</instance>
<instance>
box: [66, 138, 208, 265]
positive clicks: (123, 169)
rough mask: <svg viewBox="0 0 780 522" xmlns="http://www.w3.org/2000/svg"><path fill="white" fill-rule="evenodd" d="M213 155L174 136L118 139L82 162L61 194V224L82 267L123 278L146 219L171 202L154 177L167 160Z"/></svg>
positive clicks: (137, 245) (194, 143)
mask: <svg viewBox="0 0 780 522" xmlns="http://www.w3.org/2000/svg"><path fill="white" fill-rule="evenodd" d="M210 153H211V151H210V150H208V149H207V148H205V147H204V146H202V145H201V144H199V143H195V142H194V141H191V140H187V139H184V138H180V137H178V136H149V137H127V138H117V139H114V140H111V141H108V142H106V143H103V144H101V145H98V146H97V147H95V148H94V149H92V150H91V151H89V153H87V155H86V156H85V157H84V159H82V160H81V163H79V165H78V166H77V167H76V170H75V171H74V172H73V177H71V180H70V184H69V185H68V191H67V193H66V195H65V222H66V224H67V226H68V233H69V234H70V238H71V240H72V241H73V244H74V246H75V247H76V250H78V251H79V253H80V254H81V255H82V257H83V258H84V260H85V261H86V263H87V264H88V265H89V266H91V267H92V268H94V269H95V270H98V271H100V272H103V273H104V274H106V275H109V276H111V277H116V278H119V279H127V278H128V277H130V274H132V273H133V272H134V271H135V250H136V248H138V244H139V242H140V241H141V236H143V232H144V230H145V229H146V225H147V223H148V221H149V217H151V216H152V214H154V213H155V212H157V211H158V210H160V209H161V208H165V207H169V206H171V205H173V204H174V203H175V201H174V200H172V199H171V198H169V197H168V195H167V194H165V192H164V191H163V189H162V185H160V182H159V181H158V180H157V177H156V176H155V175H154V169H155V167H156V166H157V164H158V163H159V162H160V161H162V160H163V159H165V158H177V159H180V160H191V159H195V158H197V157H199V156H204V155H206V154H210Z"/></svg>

#### WHAT YOU HAVE TO DO
Set down the entire listing above again, word for word.

#### RESPONSE TO THIS TASK
</instance>
<instance>
box: [66, 138, 208, 265]
positive clicks: (123, 169)
rough mask: <svg viewBox="0 0 780 522" xmlns="http://www.w3.org/2000/svg"><path fill="white" fill-rule="evenodd" d="M213 155L174 136L118 139L82 162L61 194V224L82 267L123 278L146 219L171 202L154 177L167 160Z"/></svg>
positive clicks: (137, 245) (194, 143)
mask: <svg viewBox="0 0 780 522" xmlns="http://www.w3.org/2000/svg"><path fill="white" fill-rule="evenodd" d="M210 153H211V151H210V150H208V149H207V148H205V147H204V146H202V145H201V144H199V143H195V142H194V141H191V140H187V139H184V138H180V137H178V136H149V137H127V138H117V139H114V140H111V141H108V142H106V143H103V144H101V145H98V146H97V147H95V148H94V149H92V150H91V151H89V153H87V155H86V156H85V157H84V159H82V160H81V163H79V165H78V166H77V167H76V170H75V171H74V172H73V177H71V180H70V184H69V185H68V191H67V193H66V195H65V222H66V224H67V226H68V233H69V234H70V238H71V240H72V241H73V244H74V246H75V247H76V250H78V251H79V253H80V254H81V255H82V257H83V258H84V260H85V261H86V263H87V264H88V265H89V266H91V267H92V268H94V269H95V270H98V271H100V272H103V273H104V274H106V275H109V276H111V277H116V278H119V279H127V278H128V277H130V274H132V273H133V272H134V271H135V250H136V248H138V244H139V242H140V241H141V236H143V232H144V230H145V229H146V225H147V223H148V221H149V217H151V216H152V214H154V213H155V212H157V211H158V210H160V209H161V208H165V207H169V206H171V205H173V204H174V203H175V201H174V200H172V199H171V198H169V197H168V195H167V194H165V192H164V191H163V189H162V185H160V182H159V181H158V180H157V177H156V176H155V175H154V169H155V167H156V166H157V164H158V163H159V162H160V161H162V160H163V159H165V158H177V159H180V160H191V159H195V158H197V157H199V156H204V155H206V154H210Z"/></svg>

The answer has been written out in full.